▶ [EXERCISE DESCRIPTION]: List every line in the entries below that contains the string "gray", matching case exactly.

▶ [LISTED ENTRIES]:
· · · · · · ·

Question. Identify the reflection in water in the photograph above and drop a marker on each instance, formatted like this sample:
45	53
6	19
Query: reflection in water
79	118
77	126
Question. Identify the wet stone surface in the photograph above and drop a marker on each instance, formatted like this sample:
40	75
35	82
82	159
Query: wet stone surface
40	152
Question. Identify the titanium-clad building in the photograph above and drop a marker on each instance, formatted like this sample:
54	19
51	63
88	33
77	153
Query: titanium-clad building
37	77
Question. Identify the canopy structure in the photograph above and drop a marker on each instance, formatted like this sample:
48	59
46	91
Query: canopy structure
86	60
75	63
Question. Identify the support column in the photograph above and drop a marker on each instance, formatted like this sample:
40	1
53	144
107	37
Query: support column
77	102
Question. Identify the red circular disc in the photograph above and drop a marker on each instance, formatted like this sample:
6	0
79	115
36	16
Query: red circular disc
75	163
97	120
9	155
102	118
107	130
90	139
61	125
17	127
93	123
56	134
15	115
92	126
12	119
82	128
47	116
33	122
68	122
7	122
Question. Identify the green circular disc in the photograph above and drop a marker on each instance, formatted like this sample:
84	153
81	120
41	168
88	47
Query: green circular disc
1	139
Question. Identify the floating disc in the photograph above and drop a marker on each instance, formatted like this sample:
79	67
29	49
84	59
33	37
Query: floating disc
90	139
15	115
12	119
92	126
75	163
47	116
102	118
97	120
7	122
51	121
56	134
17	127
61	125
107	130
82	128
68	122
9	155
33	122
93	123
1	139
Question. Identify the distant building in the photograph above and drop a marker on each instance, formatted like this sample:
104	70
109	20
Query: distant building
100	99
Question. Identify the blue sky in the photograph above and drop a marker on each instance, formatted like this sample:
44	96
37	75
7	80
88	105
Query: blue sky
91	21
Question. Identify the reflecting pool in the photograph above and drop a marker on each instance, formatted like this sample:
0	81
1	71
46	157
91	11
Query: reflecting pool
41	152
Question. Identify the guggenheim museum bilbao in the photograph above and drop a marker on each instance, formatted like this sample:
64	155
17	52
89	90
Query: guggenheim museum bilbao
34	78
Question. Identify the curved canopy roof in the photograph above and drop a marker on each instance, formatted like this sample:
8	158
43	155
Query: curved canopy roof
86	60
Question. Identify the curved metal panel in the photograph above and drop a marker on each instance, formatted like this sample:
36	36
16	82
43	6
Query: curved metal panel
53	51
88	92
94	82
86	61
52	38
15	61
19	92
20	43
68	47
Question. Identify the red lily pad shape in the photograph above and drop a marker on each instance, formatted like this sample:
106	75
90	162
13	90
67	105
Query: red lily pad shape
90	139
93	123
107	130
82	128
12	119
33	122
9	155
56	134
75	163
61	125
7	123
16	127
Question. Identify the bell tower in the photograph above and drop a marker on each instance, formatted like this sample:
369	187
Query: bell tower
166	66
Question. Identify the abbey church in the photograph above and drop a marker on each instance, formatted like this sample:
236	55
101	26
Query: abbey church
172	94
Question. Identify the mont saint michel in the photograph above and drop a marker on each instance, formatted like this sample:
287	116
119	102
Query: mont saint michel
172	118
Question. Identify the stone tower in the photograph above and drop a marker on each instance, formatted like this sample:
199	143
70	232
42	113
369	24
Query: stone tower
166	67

· · · · · · ·

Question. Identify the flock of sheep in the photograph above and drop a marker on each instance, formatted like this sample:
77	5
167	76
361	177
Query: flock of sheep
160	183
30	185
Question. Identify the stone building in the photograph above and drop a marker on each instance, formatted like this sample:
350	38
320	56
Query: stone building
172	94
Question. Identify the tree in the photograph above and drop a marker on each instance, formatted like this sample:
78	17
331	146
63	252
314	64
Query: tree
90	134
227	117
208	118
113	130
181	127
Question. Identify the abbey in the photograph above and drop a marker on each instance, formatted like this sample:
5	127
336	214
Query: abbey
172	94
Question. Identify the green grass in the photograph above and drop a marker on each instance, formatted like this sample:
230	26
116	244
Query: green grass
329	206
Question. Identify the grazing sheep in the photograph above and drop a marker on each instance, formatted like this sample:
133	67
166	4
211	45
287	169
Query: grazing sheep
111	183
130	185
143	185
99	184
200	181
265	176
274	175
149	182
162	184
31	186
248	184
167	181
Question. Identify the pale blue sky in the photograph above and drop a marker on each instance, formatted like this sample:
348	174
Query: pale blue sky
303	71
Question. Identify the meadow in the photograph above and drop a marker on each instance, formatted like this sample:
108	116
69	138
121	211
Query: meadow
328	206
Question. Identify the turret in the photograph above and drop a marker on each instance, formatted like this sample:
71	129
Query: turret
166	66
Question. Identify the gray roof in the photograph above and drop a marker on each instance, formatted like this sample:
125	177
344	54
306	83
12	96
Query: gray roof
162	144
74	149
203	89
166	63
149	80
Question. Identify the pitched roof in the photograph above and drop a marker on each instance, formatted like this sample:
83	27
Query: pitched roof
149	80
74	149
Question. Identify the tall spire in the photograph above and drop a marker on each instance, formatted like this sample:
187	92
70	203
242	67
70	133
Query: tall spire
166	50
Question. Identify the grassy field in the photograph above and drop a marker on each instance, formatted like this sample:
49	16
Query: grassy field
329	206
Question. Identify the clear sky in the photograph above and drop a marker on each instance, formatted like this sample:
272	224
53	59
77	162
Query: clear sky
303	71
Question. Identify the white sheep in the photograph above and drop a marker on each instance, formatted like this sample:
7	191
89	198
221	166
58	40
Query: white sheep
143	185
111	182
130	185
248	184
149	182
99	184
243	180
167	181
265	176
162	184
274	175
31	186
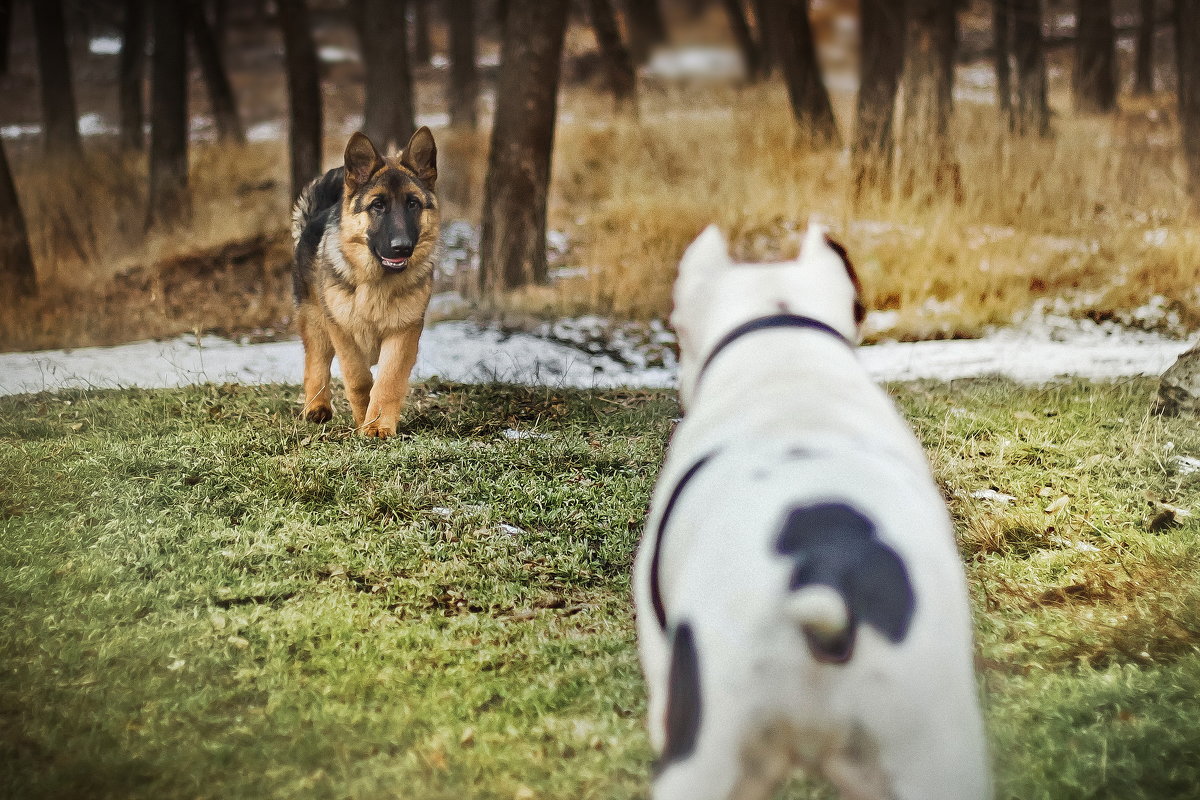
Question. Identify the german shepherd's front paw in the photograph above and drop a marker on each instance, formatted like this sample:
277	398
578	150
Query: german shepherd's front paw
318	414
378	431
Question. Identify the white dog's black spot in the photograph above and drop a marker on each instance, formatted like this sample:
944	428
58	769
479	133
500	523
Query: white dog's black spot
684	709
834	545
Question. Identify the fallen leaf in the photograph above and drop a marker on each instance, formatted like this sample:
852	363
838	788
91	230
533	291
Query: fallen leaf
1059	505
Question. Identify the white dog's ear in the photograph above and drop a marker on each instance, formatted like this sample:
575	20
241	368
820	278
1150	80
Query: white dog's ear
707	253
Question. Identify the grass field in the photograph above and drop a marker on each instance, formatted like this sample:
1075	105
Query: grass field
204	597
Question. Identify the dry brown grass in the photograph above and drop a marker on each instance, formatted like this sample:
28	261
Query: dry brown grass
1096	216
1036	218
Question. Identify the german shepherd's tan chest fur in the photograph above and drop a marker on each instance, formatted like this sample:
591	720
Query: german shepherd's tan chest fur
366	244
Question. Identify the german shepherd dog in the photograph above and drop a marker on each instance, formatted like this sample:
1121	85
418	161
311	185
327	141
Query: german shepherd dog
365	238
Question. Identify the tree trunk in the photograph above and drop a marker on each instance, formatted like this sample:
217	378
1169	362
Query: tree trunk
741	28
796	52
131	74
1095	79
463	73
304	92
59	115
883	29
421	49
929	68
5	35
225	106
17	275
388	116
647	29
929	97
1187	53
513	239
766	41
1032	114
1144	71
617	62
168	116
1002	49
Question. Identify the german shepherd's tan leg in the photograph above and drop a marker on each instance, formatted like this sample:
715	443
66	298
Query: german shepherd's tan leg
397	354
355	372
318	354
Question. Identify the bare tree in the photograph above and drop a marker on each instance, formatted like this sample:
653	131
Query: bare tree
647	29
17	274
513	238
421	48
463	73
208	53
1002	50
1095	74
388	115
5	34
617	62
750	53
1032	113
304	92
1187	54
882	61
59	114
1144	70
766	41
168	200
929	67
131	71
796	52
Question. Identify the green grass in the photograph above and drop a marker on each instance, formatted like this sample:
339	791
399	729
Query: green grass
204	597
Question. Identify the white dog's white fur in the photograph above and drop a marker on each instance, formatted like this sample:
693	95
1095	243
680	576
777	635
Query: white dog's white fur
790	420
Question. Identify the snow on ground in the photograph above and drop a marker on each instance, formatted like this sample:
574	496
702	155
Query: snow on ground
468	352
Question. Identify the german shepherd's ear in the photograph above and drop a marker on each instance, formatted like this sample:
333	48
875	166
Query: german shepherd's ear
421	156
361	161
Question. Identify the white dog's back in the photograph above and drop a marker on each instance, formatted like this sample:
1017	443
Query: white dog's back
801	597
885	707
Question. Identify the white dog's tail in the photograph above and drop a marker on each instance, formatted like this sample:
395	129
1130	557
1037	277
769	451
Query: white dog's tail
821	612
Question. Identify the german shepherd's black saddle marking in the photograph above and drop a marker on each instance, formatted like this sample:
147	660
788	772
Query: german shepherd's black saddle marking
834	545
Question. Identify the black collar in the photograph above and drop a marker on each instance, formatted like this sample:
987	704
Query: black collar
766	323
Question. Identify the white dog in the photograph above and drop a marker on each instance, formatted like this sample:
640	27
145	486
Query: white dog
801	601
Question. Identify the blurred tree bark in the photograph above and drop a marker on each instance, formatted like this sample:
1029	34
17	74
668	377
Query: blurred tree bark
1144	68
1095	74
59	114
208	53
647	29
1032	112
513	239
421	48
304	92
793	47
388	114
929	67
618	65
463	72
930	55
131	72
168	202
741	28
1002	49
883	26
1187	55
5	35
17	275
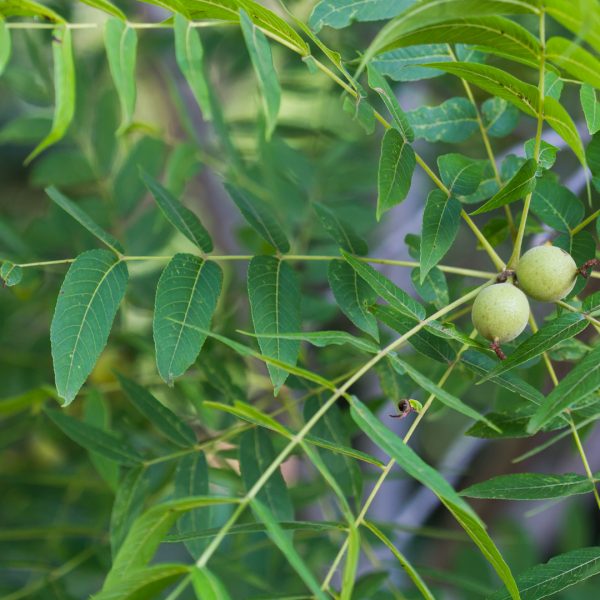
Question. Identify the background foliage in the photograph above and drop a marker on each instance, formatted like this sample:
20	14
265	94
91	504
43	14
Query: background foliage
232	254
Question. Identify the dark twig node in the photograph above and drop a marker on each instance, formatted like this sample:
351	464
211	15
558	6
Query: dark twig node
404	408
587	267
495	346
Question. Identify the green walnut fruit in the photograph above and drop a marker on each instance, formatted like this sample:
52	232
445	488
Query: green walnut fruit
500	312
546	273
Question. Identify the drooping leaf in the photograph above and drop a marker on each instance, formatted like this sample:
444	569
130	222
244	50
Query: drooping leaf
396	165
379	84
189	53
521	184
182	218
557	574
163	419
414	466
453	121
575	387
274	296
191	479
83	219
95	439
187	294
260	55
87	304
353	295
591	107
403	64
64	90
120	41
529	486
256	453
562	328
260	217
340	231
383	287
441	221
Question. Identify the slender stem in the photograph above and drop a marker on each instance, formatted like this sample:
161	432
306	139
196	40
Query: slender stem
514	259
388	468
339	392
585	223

· · · · · · ·

▶ [ANSWER TO THE PROBLEM]:
Question. Identify the gray roof in the photograph above and drop a marker on each instance, formatted like this sample:
Query: gray roof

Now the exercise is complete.